* Begin Stored rows *

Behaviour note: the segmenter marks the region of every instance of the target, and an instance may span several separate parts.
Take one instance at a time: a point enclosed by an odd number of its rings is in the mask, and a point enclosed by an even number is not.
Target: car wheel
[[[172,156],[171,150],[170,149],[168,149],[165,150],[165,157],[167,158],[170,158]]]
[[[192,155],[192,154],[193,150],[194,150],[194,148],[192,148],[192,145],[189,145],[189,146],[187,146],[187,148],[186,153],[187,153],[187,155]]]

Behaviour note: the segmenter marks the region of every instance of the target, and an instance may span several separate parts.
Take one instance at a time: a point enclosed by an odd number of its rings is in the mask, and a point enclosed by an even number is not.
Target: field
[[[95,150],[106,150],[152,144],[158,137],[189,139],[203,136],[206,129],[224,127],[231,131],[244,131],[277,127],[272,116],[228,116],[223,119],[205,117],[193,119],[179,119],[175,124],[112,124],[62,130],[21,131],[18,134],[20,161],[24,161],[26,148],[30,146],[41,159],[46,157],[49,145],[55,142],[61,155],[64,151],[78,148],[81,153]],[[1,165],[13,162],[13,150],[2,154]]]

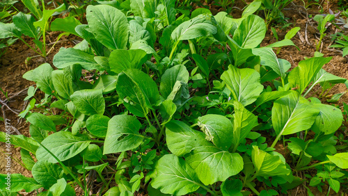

* End Stored rows *

## Exercise
Write out all the records above again, requests included, and shift every polygon coordinate in the answers by adding 96 to each number. Leave the pictures out.

## Output below
Behaviour note: the segmenter marks the region of every instance of the target, and an instance may span several separate parts.
Take one instance at a time: a point enclosed by an odd number of its rings is in the mask, and a point enclosed by an even number is not.
Target: car wheel
[[[268,252],[267,246],[266,245],[264,245],[261,246],[261,253],[263,254],[266,254]]]
[[[288,251],[288,250],[289,246],[290,246],[290,244],[288,244],[288,241],[285,241],[285,242],[283,242],[283,244],[282,249],[283,249],[283,251]]]

Behaviour note: the segmenter marks the region of every instance of the target, and an instance may span several separate parts.
Take one instance at a time: a point enclosed by an odd number of its rings is in the mask, and a point enclosed by an even number is not.
Target: field
[[[191,246],[202,246],[248,240],[254,233],[285,235],[299,232],[302,225],[320,223],[327,227],[340,227],[373,223],[368,212],[324,212],[319,215],[301,213],[289,215],[275,215],[271,220],[208,220],[158,226],[117,227],[114,230],[116,257],[120,257],[122,244],[126,242],[137,255],[142,253],[145,241],[151,238],[157,251],[160,247],[174,244],[177,249]],[[97,261],[109,258],[109,246],[98,250]]]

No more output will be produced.